Supplied records »
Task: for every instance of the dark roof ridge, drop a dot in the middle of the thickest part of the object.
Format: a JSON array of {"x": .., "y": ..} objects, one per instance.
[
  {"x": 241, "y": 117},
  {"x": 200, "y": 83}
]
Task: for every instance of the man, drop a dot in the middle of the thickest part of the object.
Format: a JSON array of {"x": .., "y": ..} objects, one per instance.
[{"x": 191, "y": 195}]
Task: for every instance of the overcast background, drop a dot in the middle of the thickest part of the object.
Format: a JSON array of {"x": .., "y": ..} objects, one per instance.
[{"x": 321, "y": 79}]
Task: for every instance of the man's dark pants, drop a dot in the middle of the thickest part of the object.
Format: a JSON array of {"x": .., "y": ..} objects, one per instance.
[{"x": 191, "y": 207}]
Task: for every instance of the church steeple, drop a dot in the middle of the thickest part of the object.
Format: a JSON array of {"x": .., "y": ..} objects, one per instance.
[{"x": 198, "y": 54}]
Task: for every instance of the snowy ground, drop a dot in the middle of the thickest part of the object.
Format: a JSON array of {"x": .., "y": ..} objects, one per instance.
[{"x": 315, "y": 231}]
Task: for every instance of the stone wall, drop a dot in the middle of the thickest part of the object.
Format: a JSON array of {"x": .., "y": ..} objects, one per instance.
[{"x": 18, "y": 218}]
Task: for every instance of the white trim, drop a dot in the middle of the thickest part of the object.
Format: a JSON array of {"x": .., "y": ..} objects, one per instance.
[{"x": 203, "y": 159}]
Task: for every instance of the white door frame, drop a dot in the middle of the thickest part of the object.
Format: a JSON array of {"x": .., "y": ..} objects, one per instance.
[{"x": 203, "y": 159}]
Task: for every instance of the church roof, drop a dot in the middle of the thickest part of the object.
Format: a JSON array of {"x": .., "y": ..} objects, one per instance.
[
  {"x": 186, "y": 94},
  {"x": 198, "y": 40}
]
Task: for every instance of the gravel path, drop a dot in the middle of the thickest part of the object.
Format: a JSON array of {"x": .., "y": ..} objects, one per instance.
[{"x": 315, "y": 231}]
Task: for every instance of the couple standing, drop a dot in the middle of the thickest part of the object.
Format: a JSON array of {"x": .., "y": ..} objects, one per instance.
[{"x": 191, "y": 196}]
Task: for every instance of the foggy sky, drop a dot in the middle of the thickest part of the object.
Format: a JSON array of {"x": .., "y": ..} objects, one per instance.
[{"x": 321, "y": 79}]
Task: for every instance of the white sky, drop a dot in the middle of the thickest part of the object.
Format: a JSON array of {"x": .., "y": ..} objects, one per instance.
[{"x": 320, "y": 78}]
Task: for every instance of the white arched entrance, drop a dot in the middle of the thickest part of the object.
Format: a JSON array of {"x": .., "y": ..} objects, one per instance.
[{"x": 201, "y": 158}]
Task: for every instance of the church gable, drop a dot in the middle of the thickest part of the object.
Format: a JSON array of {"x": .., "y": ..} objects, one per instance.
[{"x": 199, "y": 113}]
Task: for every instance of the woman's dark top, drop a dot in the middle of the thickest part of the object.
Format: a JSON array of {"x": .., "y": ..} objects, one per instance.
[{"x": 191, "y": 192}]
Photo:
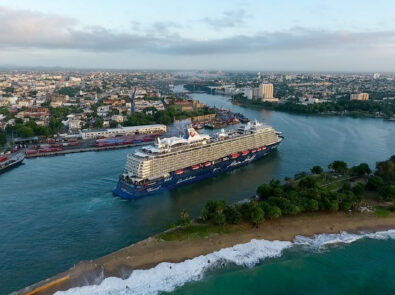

Short problem »
Gather each line in the records above that contains the word "church".

Task output »
Task: for every instance of the church steeple, drop a dot in the middle of the thickest part of the object.
Task: for every instance of the church roof, drop a dot in the middle of the thickest part of the object.
Task: for every instance of the church gable, drop a dot in the middle of the thickest part of the object.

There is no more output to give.